▶ _WHAT YOU WILL DO_: Pictures in the listing should not be copied. Reproduce, word for word, each line from the one holding "Please locate the rocky shore" through the final line.

▶ _INFORMATION GIVEN_:
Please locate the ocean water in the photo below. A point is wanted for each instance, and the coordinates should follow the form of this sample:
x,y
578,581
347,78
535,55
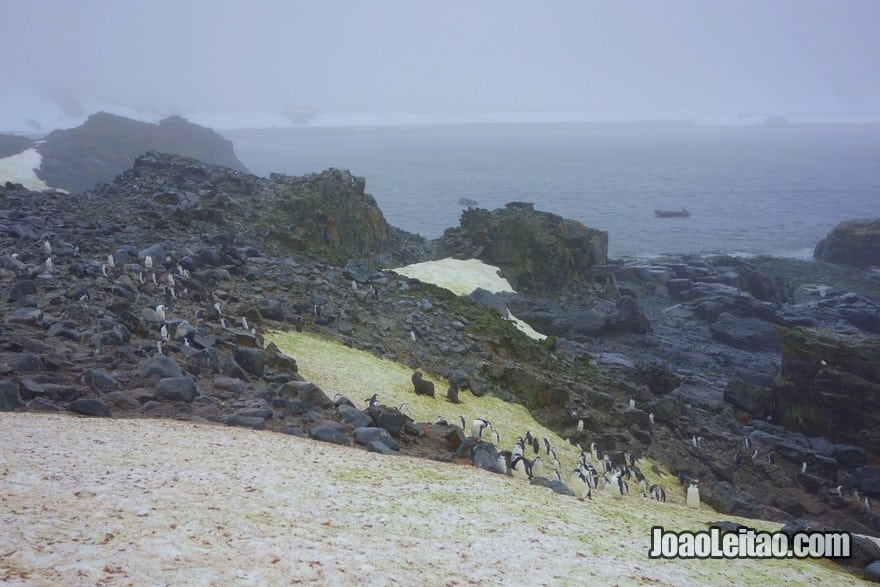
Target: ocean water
x,y
751,190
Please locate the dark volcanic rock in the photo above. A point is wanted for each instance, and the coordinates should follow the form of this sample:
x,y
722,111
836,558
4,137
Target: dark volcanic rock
x,y
852,242
536,250
77,159
89,407
177,388
9,397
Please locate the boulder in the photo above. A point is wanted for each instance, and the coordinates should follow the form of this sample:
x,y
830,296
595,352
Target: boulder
x,y
10,399
852,242
89,407
749,334
536,250
177,388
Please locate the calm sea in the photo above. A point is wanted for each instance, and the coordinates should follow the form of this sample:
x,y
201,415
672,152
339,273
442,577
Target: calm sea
x,y
750,190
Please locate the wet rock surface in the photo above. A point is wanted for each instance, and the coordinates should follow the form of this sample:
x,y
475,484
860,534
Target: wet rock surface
x,y
98,332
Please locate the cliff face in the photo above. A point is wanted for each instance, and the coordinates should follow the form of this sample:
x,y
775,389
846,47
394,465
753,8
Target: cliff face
x,y
853,242
538,251
105,145
830,386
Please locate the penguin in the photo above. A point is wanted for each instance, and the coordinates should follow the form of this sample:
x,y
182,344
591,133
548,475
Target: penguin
x,y
581,485
616,487
520,467
693,496
477,427
518,447
501,462
537,468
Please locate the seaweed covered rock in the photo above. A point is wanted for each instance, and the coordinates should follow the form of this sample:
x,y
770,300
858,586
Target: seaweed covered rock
x,y
830,386
852,242
537,251
106,144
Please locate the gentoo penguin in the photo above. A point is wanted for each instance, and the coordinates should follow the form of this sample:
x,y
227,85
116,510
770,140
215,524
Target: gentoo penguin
x,y
537,468
520,467
477,427
581,485
616,488
693,496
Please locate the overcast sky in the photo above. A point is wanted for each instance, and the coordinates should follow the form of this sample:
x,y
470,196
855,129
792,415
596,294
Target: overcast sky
x,y
778,56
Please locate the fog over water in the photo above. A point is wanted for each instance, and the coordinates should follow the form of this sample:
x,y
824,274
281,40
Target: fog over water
x,y
279,61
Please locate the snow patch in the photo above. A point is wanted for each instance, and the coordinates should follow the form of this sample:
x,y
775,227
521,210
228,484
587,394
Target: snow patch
x,y
20,169
462,277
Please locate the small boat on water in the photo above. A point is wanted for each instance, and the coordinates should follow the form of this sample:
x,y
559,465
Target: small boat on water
x,y
673,213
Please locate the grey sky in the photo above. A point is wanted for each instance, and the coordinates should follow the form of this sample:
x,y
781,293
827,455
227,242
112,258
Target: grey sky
x,y
452,56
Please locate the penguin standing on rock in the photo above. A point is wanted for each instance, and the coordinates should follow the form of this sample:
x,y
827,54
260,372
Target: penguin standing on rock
x,y
693,496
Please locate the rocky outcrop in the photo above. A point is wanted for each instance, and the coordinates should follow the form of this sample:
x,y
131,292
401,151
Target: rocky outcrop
x,y
830,386
13,144
77,159
852,242
537,251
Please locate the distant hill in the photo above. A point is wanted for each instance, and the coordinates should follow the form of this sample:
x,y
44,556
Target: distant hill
x,y
106,144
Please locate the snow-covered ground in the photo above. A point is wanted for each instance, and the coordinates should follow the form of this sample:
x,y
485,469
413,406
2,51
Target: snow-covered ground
x,y
20,169
462,277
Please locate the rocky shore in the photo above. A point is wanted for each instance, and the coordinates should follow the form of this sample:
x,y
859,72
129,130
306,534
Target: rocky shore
x,y
149,297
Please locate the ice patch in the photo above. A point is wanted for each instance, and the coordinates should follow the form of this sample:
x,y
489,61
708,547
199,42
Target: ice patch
x,y
462,277
20,169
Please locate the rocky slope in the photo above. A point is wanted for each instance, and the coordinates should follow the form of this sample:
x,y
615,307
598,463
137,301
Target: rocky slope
x,y
231,252
104,145
853,242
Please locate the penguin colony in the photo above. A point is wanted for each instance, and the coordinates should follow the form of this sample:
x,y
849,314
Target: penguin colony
x,y
163,281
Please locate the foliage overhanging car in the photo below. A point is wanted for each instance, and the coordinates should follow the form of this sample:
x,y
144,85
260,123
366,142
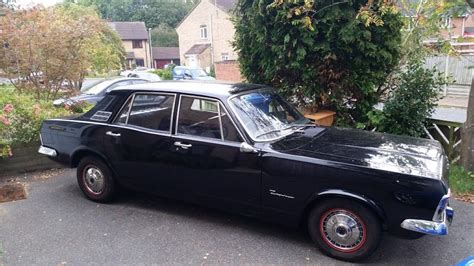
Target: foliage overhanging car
x,y
242,148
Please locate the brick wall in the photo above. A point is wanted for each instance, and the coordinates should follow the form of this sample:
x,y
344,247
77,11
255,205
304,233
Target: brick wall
x,y
228,71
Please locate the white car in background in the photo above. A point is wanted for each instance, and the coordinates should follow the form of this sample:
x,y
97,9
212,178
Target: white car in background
x,y
128,73
145,75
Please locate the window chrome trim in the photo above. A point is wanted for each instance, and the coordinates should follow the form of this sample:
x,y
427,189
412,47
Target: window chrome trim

▶ _RESULT FOR THIS TASK_:
Please locate the rocky shore in the photo above. A point is wanted for each instance, and the coordinates should follow the form of this sample:
x,y
859,72
129,130
306,534
Target: rocky shore
x,y
149,297
Please locate the ice patch in the photo above. A point is wanted for each instance, and the coordinates should follow the form of this sample:
x,y
489,61
708,547
199,42
Target: ice patch
x,y
462,277
20,169
Please locate the rocky slope in the photo above. A point is wanted for each instance, and the coordinates should follow the form of this sample:
x,y
615,307
598,463
137,301
Target: rocky slope
x,y
231,252
104,145
853,242
Please locate the penguin colony in the photo above. A point is wanted for each instance, and the coordinates should follow the form of this sample:
x,y
849,314
Target: penguin colony
x,y
163,281
Please locate the foliage overhanging car in the photo below. A point is wanted for each instance, and the coordinates should follow the form of this sample:
x,y
144,85
260,123
366,142
Target: foliage overhanging car
x,y
242,148
Please locate the brick wall in the photo above. A point is wanted for each instance, and the coordinates should follow the form of this sample:
x,y
344,247
77,11
255,205
304,233
Target: brick wall
x,y
228,71
Please locate the white car in background in the photo above. A point is wanted for each instance, and the coordinates should follow the form of this sample:
x,y
97,9
212,178
Target: white car in background
x,y
128,73
145,75
Please locate the window chrome trim in the photo above. A point is wanted for each instance, and the coordinates should follow the form of this sample:
x,y
427,189
412,47
Target: window chrome trim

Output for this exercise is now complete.